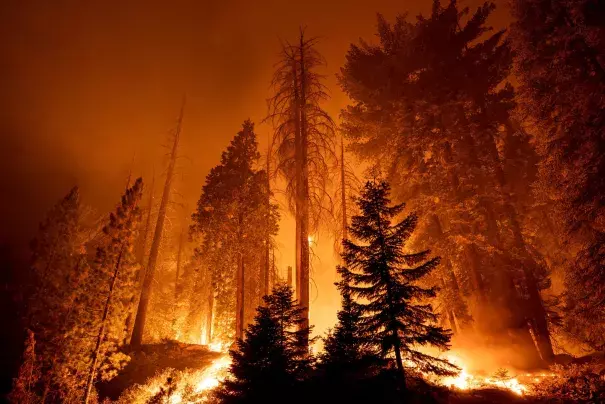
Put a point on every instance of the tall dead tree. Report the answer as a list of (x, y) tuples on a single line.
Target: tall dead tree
[(304, 138), (139, 324), (267, 263)]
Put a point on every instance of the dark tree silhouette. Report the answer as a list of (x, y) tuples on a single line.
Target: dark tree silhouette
[(560, 55), (272, 360)]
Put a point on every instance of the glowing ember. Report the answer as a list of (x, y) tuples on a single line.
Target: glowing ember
[(466, 381), (217, 347)]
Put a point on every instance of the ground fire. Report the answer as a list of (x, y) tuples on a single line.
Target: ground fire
[(303, 202)]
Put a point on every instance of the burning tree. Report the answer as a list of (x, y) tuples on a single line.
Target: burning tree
[(384, 284), (304, 135), (232, 221)]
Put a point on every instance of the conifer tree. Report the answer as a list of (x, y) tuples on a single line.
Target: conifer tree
[(397, 316), (59, 271), (231, 223), (304, 137), (347, 352), (560, 63), (272, 360), (111, 289), (431, 103)]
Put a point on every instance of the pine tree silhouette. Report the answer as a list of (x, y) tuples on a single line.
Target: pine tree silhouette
[(396, 314), (272, 360)]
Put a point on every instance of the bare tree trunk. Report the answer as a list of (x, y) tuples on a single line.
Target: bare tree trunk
[(449, 313), (298, 179), (537, 310), (304, 198), (239, 319), (209, 315), (266, 269), (343, 191), (143, 244), (95, 354), (139, 325), (178, 265)]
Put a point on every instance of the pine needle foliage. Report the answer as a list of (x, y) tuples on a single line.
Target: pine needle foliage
[(396, 315), (272, 360)]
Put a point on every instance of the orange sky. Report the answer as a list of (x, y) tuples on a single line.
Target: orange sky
[(86, 84)]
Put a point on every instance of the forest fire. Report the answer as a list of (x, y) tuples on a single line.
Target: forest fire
[(466, 380), (435, 230)]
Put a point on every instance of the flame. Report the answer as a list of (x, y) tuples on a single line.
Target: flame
[(467, 381), (213, 375)]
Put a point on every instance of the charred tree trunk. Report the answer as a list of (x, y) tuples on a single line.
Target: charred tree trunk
[(179, 258), (139, 325), (239, 319), (304, 197), (537, 311), (449, 313), (267, 263), (343, 192), (100, 335), (143, 245), (209, 313)]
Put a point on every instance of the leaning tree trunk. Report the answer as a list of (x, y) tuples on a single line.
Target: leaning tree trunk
[(95, 354), (139, 325)]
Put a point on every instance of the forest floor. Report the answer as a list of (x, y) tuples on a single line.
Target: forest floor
[(155, 365), (153, 359)]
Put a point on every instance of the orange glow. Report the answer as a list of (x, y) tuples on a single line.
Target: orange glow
[(467, 381)]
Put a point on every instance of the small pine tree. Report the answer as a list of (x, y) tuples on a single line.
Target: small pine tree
[(383, 282), (272, 359)]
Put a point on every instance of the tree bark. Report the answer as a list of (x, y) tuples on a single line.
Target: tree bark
[(95, 354), (304, 198), (139, 324), (239, 320), (343, 191), (209, 314)]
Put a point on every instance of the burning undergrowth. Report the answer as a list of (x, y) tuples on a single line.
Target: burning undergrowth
[(150, 368)]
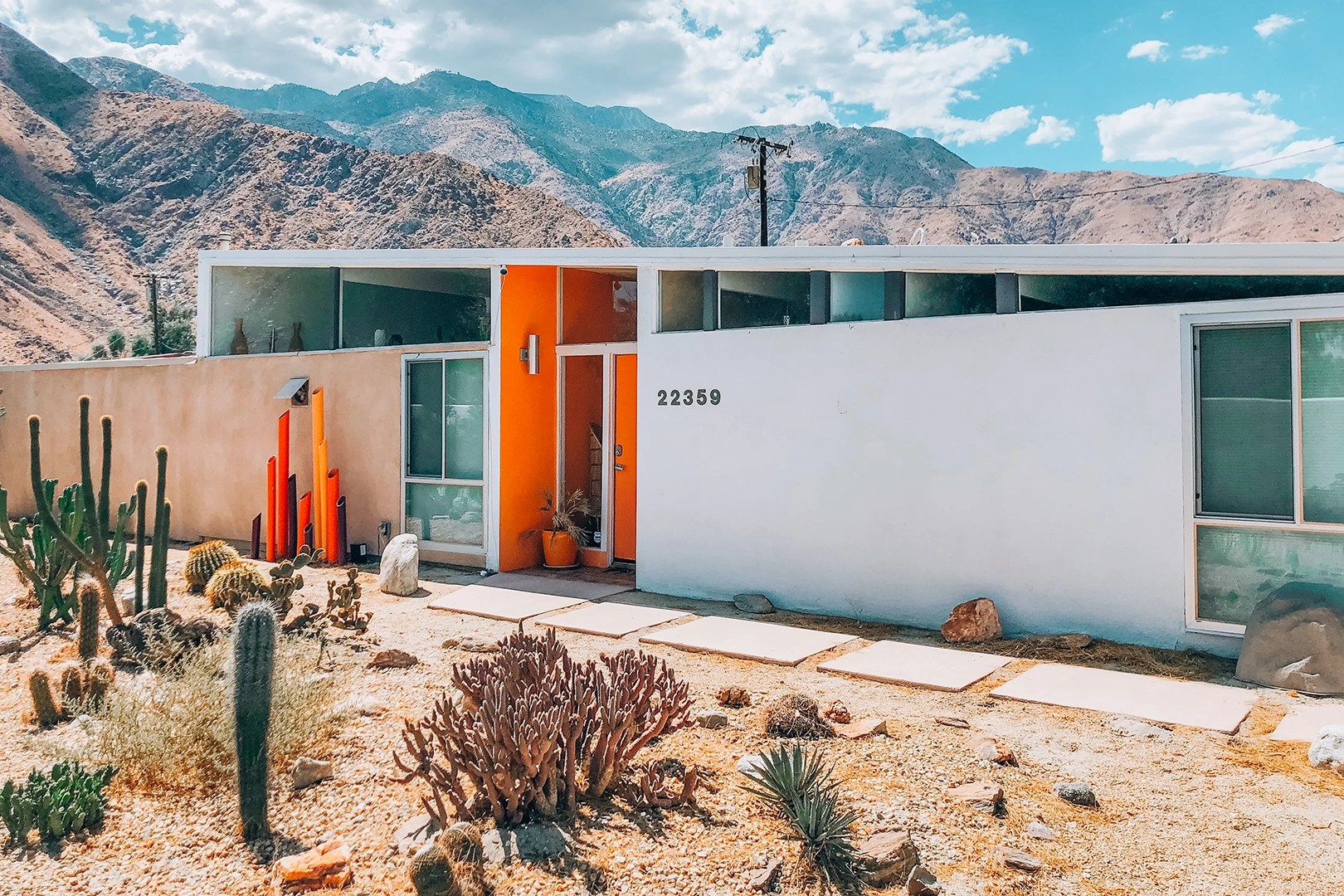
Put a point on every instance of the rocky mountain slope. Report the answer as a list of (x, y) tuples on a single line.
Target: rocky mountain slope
[(659, 186), (97, 186)]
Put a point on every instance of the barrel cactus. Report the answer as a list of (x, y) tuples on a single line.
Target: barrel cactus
[(203, 561), (234, 585), (254, 663)]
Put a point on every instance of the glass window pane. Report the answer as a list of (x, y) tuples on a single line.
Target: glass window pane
[(465, 418), (1322, 421), (425, 419), (272, 305), (947, 295), (680, 301), (414, 306), (446, 514), (763, 299), (858, 296), (1246, 421), (1235, 568)]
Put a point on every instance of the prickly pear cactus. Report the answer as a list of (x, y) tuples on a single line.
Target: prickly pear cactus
[(203, 561)]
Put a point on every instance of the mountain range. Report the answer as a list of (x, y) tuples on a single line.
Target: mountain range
[(110, 168)]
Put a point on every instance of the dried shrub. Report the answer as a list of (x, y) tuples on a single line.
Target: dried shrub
[(533, 731), (795, 715), (733, 696), (175, 730)]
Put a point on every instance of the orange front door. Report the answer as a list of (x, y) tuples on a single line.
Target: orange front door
[(624, 451)]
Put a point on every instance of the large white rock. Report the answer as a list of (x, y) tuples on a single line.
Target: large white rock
[(399, 570)]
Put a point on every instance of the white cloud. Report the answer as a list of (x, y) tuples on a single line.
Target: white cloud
[(1151, 50), (694, 63), (1051, 130), (1202, 51), (1224, 129), (1274, 23)]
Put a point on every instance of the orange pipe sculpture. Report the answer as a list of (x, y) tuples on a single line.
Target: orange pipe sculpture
[(319, 401), (270, 511), (332, 494), (305, 518), (283, 548)]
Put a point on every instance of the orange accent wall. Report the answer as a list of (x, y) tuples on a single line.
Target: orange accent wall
[(527, 410)]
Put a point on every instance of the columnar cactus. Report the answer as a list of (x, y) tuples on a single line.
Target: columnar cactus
[(254, 661), (88, 622)]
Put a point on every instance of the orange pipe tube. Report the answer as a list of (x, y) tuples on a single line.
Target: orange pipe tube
[(284, 550), (332, 494), (319, 464), (270, 511), (320, 499), (305, 518)]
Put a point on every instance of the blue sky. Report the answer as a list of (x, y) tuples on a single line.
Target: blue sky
[(1159, 88)]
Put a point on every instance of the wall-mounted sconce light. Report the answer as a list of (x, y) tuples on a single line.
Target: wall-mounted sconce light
[(530, 355), (296, 391)]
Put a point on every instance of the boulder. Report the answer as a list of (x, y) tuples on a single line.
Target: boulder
[(972, 622), (309, 772), (1294, 640), (325, 867), (398, 572), (1327, 751), (888, 859), (527, 843), (757, 603)]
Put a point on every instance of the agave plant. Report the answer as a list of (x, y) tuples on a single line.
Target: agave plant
[(797, 782)]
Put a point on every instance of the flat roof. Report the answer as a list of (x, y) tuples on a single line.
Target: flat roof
[(1113, 258)]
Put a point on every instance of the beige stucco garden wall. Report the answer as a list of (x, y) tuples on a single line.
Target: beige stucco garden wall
[(218, 418)]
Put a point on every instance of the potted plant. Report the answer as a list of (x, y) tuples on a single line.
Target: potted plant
[(562, 542)]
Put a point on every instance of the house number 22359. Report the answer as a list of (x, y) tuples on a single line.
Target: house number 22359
[(689, 397)]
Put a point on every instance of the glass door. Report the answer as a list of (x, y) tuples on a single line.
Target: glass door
[(444, 475)]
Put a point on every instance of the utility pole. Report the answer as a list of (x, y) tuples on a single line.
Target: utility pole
[(152, 280), (762, 148)]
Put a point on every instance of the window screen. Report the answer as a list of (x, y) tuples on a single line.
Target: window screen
[(1244, 410)]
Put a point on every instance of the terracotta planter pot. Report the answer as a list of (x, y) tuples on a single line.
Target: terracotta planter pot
[(559, 548)]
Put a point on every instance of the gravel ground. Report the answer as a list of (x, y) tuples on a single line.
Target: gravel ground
[(1183, 811)]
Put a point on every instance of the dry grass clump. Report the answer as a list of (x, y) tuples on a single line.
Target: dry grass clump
[(175, 730), (795, 715), (733, 696)]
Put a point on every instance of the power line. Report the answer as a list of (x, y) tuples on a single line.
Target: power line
[(1035, 201)]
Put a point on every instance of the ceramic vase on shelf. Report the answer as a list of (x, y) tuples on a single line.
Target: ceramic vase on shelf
[(240, 345)]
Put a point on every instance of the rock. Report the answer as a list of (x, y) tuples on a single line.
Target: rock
[(392, 660), (1040, 830), (398, 572), (862, 728), (414, 833), (972, 622), (1327, 751), (1127, 727), (713, 719), (923, 883), (984, 796), (1075, 793), (325, 867), (757, 603), (1019, 860), (1294, 640), (991, 750), (888, 859), (750, 765), (838, 712), (472, 644), (527, 843), (309, 772), (765, 879)]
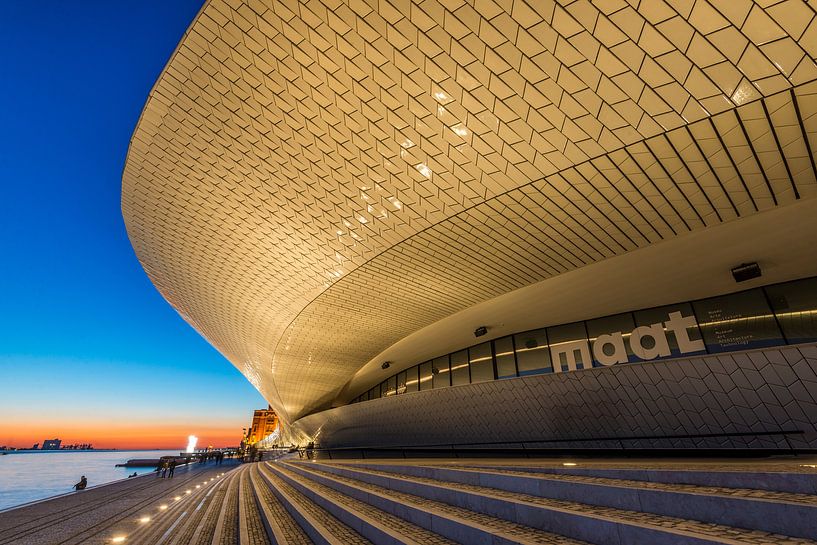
:::::
#### THE EXERCISE:
Scale the rows from the line containing "Put a point on every instance of the rocky" through the line containing "[(203, 561), (234, 585), (254, 663)]": rewrite only those lines, requests included, with each point coordinate in the answers multiplied by 0.25 and rounded to a whole number, halves rounding up. Leave the requests unchanged.

#### THE RESULT:
Put a point on every instance of the rocky mountain slope. Report the answer as a list of (x, y) tuples on a single line.
Target: rocky mountain slope
[(165, 47), (24, 47)]
Put a point on every instance of the barrel cactus. Report the answer as a list of (x, y) tuples on a single line.
Target: barrel cactus
[(51, 140), (59, 146), (64, 166)]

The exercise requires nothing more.